(WHAT NEEDS TO BE DONE):
Pull out the lines of the listing below, starting with the line that contains "Target: scarf" and continuing through the end of the listing. Reproduce them verbatim, with nothing else.
━━━━━━━━
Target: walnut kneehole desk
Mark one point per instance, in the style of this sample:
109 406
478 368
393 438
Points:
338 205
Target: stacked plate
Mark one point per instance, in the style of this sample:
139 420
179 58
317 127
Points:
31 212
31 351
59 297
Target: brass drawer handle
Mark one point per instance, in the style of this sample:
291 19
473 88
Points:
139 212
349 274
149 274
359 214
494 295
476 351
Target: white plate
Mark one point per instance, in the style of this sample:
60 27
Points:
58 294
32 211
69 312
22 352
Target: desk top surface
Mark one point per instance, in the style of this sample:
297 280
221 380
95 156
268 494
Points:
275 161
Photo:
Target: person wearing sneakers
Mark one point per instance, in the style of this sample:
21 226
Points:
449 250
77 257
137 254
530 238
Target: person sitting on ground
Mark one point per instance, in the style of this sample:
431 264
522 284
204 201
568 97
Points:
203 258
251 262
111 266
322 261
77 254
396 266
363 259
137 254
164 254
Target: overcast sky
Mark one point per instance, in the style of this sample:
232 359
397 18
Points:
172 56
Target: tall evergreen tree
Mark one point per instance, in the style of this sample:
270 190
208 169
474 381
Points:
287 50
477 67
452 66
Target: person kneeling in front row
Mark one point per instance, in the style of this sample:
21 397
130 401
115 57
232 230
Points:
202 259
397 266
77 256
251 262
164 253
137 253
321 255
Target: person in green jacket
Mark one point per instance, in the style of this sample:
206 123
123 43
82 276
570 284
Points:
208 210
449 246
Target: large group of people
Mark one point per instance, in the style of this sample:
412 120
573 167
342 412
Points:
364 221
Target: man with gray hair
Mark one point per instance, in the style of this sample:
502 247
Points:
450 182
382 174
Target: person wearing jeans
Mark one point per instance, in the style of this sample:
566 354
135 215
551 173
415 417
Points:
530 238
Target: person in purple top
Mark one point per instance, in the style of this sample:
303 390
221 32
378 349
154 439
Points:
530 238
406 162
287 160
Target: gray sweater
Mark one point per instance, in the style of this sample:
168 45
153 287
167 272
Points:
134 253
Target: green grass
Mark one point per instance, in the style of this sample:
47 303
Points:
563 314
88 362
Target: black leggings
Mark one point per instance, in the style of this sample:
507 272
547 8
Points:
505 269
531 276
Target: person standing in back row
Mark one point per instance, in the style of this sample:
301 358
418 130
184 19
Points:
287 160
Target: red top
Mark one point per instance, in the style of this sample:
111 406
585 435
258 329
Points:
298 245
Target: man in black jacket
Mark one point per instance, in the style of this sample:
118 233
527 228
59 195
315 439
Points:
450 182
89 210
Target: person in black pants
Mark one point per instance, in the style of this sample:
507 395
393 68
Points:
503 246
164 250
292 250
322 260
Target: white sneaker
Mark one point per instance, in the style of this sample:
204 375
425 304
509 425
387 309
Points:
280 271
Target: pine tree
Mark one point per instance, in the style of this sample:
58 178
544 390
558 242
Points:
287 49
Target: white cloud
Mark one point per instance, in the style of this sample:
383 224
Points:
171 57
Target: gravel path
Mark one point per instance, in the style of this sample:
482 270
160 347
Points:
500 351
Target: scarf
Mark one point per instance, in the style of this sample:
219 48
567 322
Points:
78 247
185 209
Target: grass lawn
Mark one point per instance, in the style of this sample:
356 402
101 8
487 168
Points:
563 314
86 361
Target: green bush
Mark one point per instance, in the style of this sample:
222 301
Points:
━━━━━━━━
(OUTPUT OF THE TASK):
Target: scarf
Mark one point per instance, in the style of this sample:
219 48
567 322
Points:
78 247
185 209
Target: grass lawn
Mark one point per instance, in the style of this sample:
356 402
101 8
487 168
Points:
563 314
86 361
Target: green bush
Mark one point per instance, in the style of this sample:
222 301
Points:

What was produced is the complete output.